::: Task input

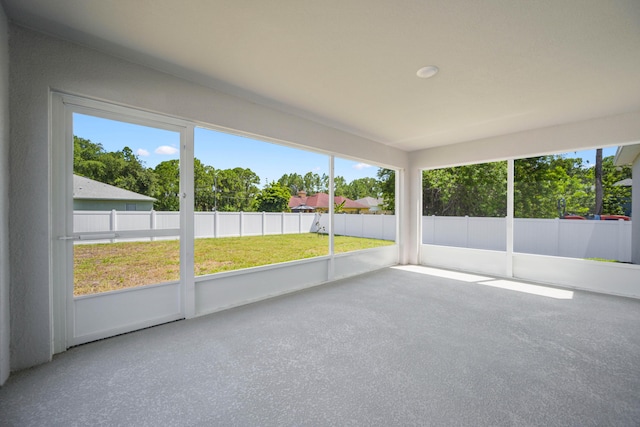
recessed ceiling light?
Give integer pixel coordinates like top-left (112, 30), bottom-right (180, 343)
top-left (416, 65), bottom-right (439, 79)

::::::
::: Task input

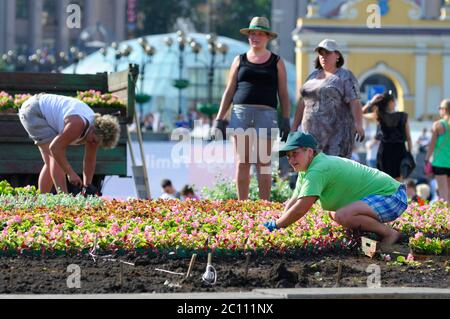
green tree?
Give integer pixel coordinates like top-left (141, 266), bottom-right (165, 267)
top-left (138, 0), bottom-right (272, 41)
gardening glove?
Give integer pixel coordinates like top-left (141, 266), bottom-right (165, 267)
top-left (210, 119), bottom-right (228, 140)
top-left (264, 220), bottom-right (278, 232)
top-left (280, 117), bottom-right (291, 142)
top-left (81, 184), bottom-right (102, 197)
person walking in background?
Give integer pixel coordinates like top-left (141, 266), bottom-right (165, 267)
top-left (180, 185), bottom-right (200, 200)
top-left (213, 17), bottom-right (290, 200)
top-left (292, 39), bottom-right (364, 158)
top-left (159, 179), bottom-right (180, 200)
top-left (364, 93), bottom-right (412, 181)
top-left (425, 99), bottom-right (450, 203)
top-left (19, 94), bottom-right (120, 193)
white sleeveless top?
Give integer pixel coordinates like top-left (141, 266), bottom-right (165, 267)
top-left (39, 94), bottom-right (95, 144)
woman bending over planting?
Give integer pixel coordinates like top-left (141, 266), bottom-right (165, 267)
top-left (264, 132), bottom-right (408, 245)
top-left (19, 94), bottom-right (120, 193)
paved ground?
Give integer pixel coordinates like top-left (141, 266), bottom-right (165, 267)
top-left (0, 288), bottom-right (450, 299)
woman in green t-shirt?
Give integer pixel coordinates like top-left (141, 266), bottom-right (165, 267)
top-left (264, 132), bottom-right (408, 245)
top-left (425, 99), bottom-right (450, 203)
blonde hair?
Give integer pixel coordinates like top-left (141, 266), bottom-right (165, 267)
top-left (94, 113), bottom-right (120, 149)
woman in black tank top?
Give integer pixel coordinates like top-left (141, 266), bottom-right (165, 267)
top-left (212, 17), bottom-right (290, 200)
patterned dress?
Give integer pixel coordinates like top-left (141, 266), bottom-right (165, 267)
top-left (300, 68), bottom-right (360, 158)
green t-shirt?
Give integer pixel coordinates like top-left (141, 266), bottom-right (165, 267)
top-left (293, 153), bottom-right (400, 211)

::::::
::: Task input

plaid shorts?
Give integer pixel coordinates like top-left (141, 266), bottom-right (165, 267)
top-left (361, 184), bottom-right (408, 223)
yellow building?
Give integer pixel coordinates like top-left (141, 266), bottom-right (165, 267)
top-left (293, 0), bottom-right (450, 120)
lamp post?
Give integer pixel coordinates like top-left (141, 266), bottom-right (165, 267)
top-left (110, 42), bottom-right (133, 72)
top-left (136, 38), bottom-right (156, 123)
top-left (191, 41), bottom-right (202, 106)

::::::

**Exercise aim:** Please return each line of the material above that contains the word "green".

**Written solution:**
green tree?
woman in green t-shirt?
green t-shirt?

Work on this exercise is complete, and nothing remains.